Exercise instructions » Every line of the entries with the word "long" in it should be shown.

──────── Extracted data ────────

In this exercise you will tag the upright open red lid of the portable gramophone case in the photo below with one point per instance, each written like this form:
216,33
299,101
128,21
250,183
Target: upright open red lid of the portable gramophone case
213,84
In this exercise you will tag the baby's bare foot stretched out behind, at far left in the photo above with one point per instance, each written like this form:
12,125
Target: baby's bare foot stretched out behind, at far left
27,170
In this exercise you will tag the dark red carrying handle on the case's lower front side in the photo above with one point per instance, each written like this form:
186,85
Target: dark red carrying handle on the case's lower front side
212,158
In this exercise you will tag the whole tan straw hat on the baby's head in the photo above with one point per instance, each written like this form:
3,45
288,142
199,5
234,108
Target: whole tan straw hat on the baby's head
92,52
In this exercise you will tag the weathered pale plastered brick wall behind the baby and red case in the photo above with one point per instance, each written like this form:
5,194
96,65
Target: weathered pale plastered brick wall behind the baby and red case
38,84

────────
──────── Extracted data ────────

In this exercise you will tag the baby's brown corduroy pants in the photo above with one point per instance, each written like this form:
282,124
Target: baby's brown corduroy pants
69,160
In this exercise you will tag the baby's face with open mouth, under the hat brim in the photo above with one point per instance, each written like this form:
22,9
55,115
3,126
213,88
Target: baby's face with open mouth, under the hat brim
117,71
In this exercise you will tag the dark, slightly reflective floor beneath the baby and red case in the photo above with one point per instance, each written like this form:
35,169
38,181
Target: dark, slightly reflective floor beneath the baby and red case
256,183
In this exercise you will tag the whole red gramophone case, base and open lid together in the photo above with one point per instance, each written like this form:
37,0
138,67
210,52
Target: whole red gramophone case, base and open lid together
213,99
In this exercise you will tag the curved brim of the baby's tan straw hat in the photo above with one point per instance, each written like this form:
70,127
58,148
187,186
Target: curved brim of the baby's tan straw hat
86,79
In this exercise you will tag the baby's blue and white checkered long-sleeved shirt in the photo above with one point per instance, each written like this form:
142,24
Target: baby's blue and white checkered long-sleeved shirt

────────
──────── Extracted data ────────

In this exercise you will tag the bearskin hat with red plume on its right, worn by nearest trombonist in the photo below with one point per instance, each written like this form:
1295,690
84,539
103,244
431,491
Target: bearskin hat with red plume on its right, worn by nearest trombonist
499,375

────────

Written response »
In this exercise you will tag the baby's blue and white checkered long-sleeved shirt in the photo above with one point per instance, each written like this form:
Target: baby's blue and white checkered long-sleeved shirt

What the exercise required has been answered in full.